■ **EXERCISE DESCRIPTION**: Please reproduce, word for word, the stretch of entries from the start through the line containing "Apply the even-odd", including that line.

--- BEGIN EXTRACTED ENTRIES ---

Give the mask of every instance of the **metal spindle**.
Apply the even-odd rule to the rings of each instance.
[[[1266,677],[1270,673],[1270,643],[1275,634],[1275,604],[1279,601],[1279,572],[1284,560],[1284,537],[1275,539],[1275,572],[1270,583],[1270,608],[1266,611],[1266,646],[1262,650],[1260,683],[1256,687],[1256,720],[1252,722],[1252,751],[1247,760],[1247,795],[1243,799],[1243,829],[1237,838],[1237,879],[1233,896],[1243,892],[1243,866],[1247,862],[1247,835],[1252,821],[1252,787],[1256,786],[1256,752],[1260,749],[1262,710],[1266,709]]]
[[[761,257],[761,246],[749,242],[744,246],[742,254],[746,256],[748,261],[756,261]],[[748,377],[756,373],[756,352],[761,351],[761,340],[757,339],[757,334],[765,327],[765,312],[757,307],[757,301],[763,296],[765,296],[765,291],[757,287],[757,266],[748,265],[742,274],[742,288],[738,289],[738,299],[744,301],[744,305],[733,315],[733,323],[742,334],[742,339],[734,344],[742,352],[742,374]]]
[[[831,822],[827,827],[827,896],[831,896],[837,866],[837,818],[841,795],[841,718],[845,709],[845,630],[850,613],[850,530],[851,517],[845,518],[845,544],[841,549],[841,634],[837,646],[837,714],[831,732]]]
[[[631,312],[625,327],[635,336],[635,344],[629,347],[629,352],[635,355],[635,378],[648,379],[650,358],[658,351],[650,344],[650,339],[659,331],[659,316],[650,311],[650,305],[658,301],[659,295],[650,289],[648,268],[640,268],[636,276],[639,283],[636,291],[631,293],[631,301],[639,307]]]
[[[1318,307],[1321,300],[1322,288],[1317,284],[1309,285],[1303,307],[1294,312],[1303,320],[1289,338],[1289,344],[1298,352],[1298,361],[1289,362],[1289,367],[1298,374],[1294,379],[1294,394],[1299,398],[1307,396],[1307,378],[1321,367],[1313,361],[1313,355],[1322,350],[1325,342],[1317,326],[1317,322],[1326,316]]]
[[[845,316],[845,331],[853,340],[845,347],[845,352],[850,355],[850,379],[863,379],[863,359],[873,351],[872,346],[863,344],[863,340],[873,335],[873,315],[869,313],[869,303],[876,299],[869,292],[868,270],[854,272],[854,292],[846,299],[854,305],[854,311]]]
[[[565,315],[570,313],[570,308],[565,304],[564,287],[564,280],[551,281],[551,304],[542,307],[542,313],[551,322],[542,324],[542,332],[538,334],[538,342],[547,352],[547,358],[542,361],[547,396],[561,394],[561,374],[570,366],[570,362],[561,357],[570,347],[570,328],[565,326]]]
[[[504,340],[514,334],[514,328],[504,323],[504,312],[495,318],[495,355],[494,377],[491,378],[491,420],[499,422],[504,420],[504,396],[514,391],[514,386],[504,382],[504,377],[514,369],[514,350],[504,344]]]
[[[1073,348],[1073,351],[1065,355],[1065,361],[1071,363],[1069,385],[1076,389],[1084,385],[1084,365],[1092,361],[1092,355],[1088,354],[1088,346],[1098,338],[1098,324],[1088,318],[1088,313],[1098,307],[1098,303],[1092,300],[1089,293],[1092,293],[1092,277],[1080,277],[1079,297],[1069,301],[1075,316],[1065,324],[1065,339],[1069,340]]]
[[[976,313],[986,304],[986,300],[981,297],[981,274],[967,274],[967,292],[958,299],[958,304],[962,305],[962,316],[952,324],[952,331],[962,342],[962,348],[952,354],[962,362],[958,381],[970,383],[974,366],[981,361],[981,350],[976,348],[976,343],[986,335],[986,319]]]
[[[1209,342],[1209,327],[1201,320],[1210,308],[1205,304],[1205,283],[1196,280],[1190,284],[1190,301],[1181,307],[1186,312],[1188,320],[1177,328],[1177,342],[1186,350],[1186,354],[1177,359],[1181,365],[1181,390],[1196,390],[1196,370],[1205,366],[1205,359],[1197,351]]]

--- END EXTRACTED ENTRIES ---

■ **FINAL RESULT**:
Give the mask of every instance of the **metal spindle**.
Apply the even-odd rule to the rings of each instance.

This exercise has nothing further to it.